> [Aufgabenübersicht]:
(1) Welche Fläche hat die Haut eines Erwachsenen laut dem Text über die Haut und den Klimawandel?
(2) Prüfe anhand des Textes über die Haut und den Klimawandel, ob die folgenden Aussagen zutreffen: (a) Zu viel Sonneneinstrahlung trocknet die Haut aus. (b) Schweiß verdunstet bei höherer Luftfeuchtigkeit besser. (c) Längere warme Jahreszeiten verkürzen die Aktivitätszeit der Insekten.
(3) Setze den Text über die Haut und den Klimawandel im Anschluss an seinen letzten Satz fort.

> [Textauszug]:
• • • • •

Die Haut ist mit einer Fläche von 1,5 bis 2 Quadratmetern (beim Erwachsenen) das größte Organ des menschlichen Körpers. Sie erfüllt als Grenzorgan zur Umwelt viele wichtige Aufgaben, u. a. Schutzfunktionen gegen physikalische und chemische Stoffe und Krankheitserreger, Sinneswahrnehmung, Ausscheidung und soziale Interaktion.
Ein zentraler Punkt ist die zunehmende UV-Strahlung, vor allem während längerer Schönwetterperioden. UVStrahlung durch intensivere Sonnenexposition erzeugt kurz- und langfristige Probleme wie Sonnenbrand, diverse Formen von Hautkrebs, Verschlechterung von Hautkrankheiten, Hautalterung und Hyperpigmentierungen (Altersflecken, Sonnenflecken). Zu viel Sonneneinstrahlung trocknet die Haut aus und schädigt ihre Barrierefunktion, Wasser kann schlechter gespeichert werden, es kommt zu Jucken, Schuppung und Rötungen.
Zusätzlich begünstigt der Klimawandel die Ausbreitung tropischer Mückenarten oder Zecken, die Hautinfektionen und andere Erkrankungen übertragen können. Veränderte Feuchtigkeits- und Temperaturverhältnisse inklusive milderer Winter, Urbanisierung, sowie Reisefreudigkeit und Globalisierung haben Bedingungen geschaffen, in denen sich nun Insekten ansiedeln können, die früher nur in wärmeren Regionen heimisch waren (z.B. Asiatische Tigermücke). Längere warme Jahreszeiten bedeuten auch eine verlängerte Aktivitätszeit der Insekten (inklusive Zecken).
Die Haut ist auch wesentlich für die Temperaturregulation, einem wichtigen Mechanismus, um die Körpertemperatur konstant zu halten und den Körper vor extremen Temperaturen zu schützen. Für das richtige Funktionieren aller körperlichen Prozesse ist das unerlässlich. Der Klimawandel mit steigenden Durchschnittstemperaturen, häufigeren Hitzewellen und höherer Luftfeuchtigkeit hat einen signifikanten Einfluss auf die Temperaturregulation. Liegt die Umgebungstemperatur über der Körpertemperatur von ca. 37 °C, kann keine Wärme mehr abgeben werden. Zusätzlich kann Schweiß umso schlechter verdunsten, je höher die Luftfeuchtigkeit ist. Bei extremer Hitze produziert der Körper überdurchschnittlich mehr Schweiß (bis zu mehreren Litern täglich), was ohne ausreichende Flüssigkeits- und Elektrolytzufuhr zur Austrocknung führt.

• • • • •

> [Vorliegende Angaben]:
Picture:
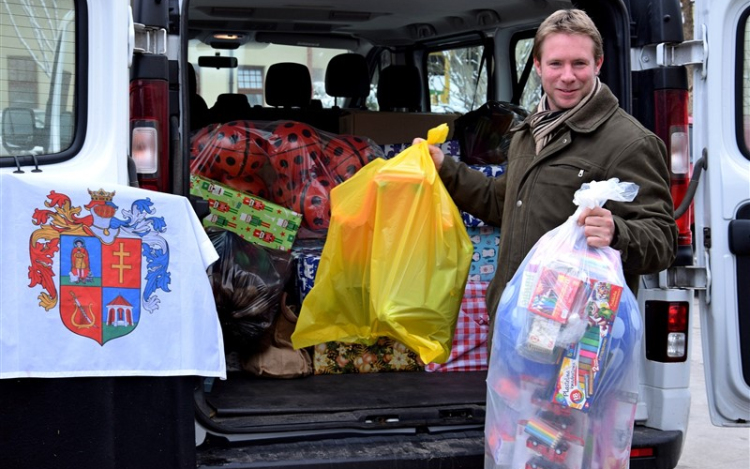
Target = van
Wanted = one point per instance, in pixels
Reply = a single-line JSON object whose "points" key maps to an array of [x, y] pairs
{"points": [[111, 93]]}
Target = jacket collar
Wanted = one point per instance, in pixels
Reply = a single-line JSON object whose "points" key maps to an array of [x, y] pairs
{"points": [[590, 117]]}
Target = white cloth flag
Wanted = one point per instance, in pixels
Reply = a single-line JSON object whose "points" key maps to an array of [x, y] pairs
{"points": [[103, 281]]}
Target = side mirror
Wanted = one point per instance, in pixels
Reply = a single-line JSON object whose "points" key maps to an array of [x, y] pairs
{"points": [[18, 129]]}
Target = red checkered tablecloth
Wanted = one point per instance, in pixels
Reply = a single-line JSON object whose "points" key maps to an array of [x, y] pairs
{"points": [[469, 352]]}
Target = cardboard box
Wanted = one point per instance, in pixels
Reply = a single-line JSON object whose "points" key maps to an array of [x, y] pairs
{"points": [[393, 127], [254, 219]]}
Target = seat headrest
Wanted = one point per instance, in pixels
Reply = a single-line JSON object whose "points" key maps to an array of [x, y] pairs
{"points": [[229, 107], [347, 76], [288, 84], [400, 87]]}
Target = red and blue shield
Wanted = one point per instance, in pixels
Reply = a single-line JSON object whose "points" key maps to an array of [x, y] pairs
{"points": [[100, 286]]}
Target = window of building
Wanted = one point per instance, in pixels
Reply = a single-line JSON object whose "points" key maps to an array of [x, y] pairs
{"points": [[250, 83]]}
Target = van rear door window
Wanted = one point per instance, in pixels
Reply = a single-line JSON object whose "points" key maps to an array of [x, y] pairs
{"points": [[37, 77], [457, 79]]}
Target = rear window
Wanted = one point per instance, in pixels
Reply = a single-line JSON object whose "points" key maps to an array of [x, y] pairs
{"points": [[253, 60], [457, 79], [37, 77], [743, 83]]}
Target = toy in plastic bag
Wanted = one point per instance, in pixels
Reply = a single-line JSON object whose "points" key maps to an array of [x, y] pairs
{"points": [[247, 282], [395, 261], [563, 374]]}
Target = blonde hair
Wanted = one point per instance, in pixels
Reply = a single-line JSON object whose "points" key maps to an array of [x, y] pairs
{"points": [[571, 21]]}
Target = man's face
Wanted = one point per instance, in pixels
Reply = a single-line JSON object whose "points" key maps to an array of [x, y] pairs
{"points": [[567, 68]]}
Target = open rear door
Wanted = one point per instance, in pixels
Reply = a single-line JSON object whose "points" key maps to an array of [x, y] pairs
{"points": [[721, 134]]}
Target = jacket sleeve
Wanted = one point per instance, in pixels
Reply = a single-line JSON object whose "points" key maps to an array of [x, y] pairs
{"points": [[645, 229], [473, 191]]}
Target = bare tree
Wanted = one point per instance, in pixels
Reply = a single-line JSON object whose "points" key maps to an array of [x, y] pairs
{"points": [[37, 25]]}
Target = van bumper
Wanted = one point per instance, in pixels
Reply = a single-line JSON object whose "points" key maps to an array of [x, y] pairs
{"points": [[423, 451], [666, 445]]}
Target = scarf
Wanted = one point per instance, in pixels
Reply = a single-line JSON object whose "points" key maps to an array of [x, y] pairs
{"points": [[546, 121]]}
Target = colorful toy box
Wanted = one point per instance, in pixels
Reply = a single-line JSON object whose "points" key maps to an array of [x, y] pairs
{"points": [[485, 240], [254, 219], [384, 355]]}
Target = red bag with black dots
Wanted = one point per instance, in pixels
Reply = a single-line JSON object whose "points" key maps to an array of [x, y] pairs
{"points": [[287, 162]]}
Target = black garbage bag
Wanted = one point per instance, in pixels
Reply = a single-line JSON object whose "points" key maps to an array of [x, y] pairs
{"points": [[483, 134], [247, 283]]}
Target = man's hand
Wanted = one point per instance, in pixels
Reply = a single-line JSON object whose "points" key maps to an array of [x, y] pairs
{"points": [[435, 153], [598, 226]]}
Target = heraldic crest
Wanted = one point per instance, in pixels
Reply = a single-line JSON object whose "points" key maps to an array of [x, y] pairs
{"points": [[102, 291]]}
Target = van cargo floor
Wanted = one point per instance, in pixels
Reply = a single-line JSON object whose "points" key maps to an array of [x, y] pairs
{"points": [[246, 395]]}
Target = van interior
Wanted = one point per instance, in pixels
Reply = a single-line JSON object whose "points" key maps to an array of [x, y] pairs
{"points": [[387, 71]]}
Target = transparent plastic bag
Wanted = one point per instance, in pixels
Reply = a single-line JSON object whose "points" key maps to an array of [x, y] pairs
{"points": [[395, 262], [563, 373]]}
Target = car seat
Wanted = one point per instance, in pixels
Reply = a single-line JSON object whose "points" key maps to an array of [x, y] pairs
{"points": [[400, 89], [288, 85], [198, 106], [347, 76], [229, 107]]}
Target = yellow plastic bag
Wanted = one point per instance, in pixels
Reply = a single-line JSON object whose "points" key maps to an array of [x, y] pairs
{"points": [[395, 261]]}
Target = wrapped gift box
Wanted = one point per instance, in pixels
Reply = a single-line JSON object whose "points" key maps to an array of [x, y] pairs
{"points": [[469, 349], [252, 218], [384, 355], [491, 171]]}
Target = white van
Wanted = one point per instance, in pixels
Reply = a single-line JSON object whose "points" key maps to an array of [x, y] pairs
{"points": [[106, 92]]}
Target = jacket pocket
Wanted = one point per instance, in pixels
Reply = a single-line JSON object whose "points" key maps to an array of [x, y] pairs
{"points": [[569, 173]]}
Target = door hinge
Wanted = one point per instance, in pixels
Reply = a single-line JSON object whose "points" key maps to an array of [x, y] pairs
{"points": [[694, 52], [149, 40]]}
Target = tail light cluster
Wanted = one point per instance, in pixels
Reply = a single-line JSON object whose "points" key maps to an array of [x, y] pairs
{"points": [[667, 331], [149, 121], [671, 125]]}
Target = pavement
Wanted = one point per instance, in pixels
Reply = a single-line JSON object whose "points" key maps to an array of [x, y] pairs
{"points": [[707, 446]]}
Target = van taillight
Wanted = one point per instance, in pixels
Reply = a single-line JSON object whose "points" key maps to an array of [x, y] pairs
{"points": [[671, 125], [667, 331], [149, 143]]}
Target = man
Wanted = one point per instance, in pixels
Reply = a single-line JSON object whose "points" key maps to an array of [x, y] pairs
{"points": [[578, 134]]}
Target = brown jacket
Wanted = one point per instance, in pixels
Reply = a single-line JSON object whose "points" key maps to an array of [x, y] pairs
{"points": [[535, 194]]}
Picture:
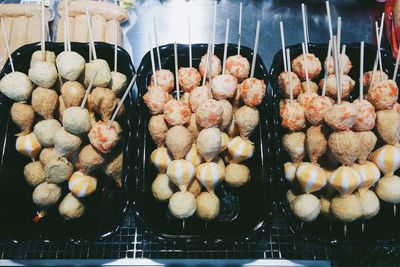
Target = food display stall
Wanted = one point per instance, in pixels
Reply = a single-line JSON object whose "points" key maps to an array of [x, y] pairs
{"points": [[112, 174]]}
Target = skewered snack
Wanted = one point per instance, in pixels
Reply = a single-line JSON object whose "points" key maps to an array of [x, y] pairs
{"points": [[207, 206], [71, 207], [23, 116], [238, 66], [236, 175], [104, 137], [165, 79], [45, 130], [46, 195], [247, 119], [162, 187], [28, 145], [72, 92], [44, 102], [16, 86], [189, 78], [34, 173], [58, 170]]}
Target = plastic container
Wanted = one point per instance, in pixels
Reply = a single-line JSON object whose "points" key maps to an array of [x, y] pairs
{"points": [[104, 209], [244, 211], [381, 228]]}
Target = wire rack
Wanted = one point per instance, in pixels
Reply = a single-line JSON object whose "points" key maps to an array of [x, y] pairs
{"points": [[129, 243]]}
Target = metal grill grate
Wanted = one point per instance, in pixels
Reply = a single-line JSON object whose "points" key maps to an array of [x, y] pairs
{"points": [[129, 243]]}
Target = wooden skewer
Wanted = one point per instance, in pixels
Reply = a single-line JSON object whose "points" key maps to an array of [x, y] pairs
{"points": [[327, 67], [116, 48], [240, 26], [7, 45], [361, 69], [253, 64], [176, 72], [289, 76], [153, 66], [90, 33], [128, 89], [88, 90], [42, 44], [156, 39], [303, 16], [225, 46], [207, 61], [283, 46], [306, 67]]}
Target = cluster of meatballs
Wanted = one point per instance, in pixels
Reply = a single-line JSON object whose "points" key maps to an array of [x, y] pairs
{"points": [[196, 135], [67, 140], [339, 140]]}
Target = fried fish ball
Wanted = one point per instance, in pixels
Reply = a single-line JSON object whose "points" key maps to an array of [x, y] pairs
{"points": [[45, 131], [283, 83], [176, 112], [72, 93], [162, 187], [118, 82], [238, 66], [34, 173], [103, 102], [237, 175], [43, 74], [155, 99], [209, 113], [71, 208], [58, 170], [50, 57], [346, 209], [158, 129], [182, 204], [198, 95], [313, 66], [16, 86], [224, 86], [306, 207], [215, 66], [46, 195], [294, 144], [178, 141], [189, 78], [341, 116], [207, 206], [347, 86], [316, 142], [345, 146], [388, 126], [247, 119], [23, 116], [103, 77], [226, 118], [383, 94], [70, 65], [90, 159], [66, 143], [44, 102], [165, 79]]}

• • • • •

> [Lösungen]:
(1) 1,5 bis 2 Quadratmeter.

(2)
(a) Ja: „Zu viel Sonneneinstrahlung trocknet die Haut aus und schädigt ihre Barrierefunktion“
(b) Nein: „Zusätzlich kann Schweiß umso schlechter verdunsten, je höher die Luftfeuchtigkeit ist.“
(c) Nein: „Längere warme Jahreszeiten bedeuten auch eine verlängerte Aktivitätszeit der Insekten“

(3)
Der Körper reguliert seine Temperatur in erster Linie durch Schweißproduktion und Durchblutungsanpassung wahr. Bei höheren Außentemperaturen oder körperlicher Anstrengung wird vermehrt Schweiß produziert. Durch dessen Verdunstung auf der Körperfläche wird Wärme entzogen und der Körper gekühlt (Verdunstungskühlung). Außerdem erweitern sich bei Überwärmung die Blutgefäße in der Haut, sodass durch die erhöhte Blutzufuhr zur Hautoberfläche Wärme abgegeben werden kann. Umgekehrt verengen sich bei kalten Temperaturen die Blutgefäße, was zum Rückhalt von Wärme im Körperinneren und somit zum Schutz vor weiterer Abkühlung führt.
Wenn eine ausreichende Regeneration des Körpers über Nacht durch den Anstieg von Tropennächten (Lufttemperatur über 20 °C) ausbleibt, führt das zu einer chronischen Belastung des Thermoregulationssystems. Die Folge sind Kreislaufprobleme, Erschöpfung und Schlafstörungen.
Aus dermatologischer Sicht ist zu erwähnen, dass eine Reihe von Hautveränderungen bzw. Hautkrankheiten durch Hitze und/oder Schwitzen ausgelöst oder verstärkt werden können. Hierzu zählen Hitzebläschen durch Verstopfung von Schweißdrüsen, Haarbalgentzündungen, Akne, Rosazea und seborrhoisches Ekzem, cholinergische Urtikaria, (spezielle Form des Nesselausschlags) und vor allem Entzündungen in den Körperbeugen durch Feuchtigkeit und Reibung. Wärme und Feuchtigkeit stellen auch ein ideales Milieu für die Vermehrung von Hautpilzen und Bakterien dar.